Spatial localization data
● ● ● ● ●

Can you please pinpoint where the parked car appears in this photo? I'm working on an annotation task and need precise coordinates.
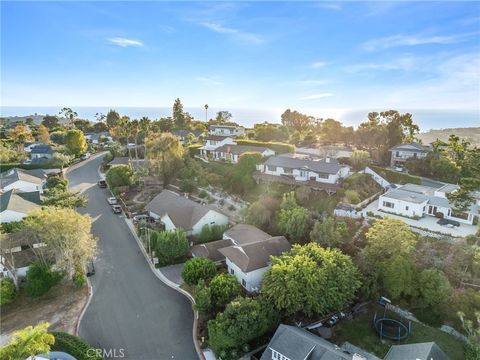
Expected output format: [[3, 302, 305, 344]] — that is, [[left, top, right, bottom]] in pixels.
[[23, 159, 32, 165], [80, 152, 91, 160], [98, 180, 107, 188], [112, 204, 122, 214], [437, 218, 460, 227], [107, 197, 118, 205], [133, 214, 154, 223]]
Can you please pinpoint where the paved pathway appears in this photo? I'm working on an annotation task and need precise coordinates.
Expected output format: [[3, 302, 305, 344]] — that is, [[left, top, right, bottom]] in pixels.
[[67, 155, 197, 360]]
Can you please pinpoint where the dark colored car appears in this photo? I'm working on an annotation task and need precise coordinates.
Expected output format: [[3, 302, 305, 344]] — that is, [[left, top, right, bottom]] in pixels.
[[112, 204, 122, 214], [437, 218, 460, 227], [98, 180, 107, 188]]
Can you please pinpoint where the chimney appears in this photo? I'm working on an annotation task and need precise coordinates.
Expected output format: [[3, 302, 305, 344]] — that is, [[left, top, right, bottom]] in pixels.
[[325, 157, 331, 163]]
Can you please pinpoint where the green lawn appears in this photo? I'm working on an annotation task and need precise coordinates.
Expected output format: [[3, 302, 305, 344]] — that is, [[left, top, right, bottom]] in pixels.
[[331, 313, 465, 360]]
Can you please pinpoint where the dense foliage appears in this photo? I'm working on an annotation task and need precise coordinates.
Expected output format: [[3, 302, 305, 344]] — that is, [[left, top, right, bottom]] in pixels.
[[181, 257, 217, 286], [50, 332, 103, 360], [209, 273, 242, 309], [64, 129, 88, 156], [0, 323, 55, 360], [0, 278, 17, 305], [198, 224, 229, 243], [150, 230, 189, 266], [105, 164, 134, 189], [262, 243, 361, 316], [24, 262, 63, 297]]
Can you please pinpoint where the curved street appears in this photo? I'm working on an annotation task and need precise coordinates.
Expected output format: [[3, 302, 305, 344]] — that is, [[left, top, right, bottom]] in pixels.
[[67, 154, 197, 360]]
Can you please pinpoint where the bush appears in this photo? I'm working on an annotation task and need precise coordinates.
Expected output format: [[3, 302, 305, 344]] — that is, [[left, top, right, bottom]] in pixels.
[[182, 257, 217, 286], [345, 190, 361, 204], [0, 278, 17, 305], [198, 190, 208, 198], [50, 332, 103, 360], [198, 224, 229, 244], [188, 144, 203, 156], [24, 262, 63, 298], [370, 165, 422, 185], [180, 179, 197, 193], [150, 230, 189, 266], [45, 176, 68, 190], [1, 220, 23, 234], [235, 139, 294, 154], [209, 273, 242, 308], [73, 264, 87, 288], [194, 280, 214, 314], [105, 164, 133, 189]]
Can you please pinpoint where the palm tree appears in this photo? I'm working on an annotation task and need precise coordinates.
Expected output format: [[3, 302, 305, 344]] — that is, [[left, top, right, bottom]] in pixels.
[[204, 104, 208, 122]]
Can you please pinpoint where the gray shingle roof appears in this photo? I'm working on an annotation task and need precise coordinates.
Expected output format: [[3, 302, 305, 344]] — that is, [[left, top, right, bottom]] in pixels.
[[145, 190, 220, 231], [190, 239, 234, 262], [0, 168, 45, 189], [214, 144, 271, 155], [0, 189, 42, 214], [381, 189, 429, 204], [260, 324, 352, 360], [263, 155, 345, 175], [223, 223, 271, 245], [30, 144, 54, 154], [389, 142, 430, 153], [219, 236, 291, 272], [205, 135, 234, 141], [384, 342, 449, 360]]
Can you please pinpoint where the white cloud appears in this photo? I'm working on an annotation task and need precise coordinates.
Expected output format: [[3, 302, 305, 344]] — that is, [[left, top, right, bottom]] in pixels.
[[344, 57, 418, 73], [107, 37, 144, 47], [300, 93, 333, 100], [195, 76, 222, 86], [296, 80, 330, 86], [316, 2, 342, 11], [200, 22, 264, 44], [311, 61, 327, 69], [361, 32, 475, 51]]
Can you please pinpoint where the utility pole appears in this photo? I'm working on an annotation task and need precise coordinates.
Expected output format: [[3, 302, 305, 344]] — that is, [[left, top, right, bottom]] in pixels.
[[204, 104, 208, 122]]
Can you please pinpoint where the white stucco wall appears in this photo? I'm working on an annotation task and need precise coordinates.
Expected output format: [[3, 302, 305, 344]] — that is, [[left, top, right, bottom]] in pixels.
[[378, 196, 427, 218], [191, 210, 229, 235], [225, 258, 269, 292], [210, 127, 245, 136], [2, 180, 43, 193], [0, 210, 28, 223], [263, 166, 340, 184]]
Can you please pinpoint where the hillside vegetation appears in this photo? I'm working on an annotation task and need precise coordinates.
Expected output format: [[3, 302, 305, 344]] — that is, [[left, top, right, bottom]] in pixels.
[[418, 127, 480, 146]]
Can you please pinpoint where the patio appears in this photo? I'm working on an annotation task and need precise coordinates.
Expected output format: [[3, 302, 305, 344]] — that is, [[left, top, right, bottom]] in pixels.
[[363, 200, 479, 237]]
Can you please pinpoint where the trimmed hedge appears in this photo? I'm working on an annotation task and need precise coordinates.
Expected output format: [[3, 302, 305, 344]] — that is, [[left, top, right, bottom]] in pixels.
[[0, 162, 61, 173], [235, 139, 295, 154], [50, 332, 103, 360], [370, 165, 422, 185]]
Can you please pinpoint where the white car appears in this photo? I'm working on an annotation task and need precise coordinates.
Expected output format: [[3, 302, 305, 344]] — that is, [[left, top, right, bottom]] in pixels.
[[80, 152, 91, 160], [107, 197, 117, 205]]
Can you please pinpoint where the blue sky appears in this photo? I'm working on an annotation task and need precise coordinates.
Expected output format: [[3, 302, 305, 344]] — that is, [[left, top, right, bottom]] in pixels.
[[1, 1, 479, 120]]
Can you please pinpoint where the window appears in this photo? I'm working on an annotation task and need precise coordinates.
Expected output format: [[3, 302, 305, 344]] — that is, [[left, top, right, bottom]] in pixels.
[[396, 151, 400, 157], [267, 165, 276, 172], [317, 173, 329, 179], [271, 350, 290, 360], [284, 168, 292, 174], [230, 268, 235, 275], [383, 201, 394, 208], [242, 279, 246, 287], [405, 206, 409, 210], [413, 152, 418, 158], [299, 170, 307, 177]]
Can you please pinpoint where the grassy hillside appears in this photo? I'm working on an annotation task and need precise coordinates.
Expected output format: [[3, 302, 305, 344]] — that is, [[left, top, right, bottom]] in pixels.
[[418, 127, 480, 146]]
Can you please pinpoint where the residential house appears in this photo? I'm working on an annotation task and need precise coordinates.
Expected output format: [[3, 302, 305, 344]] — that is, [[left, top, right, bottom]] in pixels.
[[0, 168, 46, 193], [199, 135, 236, 159], [209, 125, 245, 137], [255, 154, 350, 192], [296, 146, 353, 159], [219, 235, 291, 292], [389, 142, 431, 167], [260, 324, 355, 360], [107, 157, 147, 171], [30, 144, 54, 160], [0, 190, 42, 223], [211, 144, 275, 163], [24, 142, 47, 153], [384, 342, 449, 360], [172, 129, 204, 143], [378, 183, 479, 225], [191, 224, 290, 291], [1, 233, 49, 279], [145, 190, 228, 236], [85, 132, 113, 144]]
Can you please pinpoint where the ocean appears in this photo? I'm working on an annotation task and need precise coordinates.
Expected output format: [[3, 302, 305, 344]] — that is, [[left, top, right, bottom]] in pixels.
[[1, 106, 478, 131]]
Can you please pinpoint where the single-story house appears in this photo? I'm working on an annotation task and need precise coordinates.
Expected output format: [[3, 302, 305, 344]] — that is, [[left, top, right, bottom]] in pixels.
[[209, 125, 245, 137], [30, 144, 54, 160], [211, 144, 275, 163], [199, 135, 236, 159], [256, 154, 350, 185], [378, 183, 479, 225], [24, 142, 47, 153], [219, 235, 291, 292], [260, 324, 353, 360], [0, 168, 46, 193], [85, 132, 113, 144], [384, 342, 449, 360], [389, 142, 431, 167], [1, 234, 50, 280], [0, 190, 42, 223], [145, 190, 229, 236]]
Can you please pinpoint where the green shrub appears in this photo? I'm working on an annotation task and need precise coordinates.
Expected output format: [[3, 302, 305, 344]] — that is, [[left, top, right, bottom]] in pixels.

● ● ● ● ●

PROMPT: I need each line of the entries that holds the string "white" located and copied.

SOLUTION:
Can you please pinpoint where the white cloud appears in this photo? I'm working on an annotation task and need precise coordinates.
Can you please pinpoint where the white stucco wall appears in this photo? I'm working on an annotation task and need precise coordinates.
Can you please pinpoint where the white car appears in this photo? I'm working on an annotation task and need precise coordinates.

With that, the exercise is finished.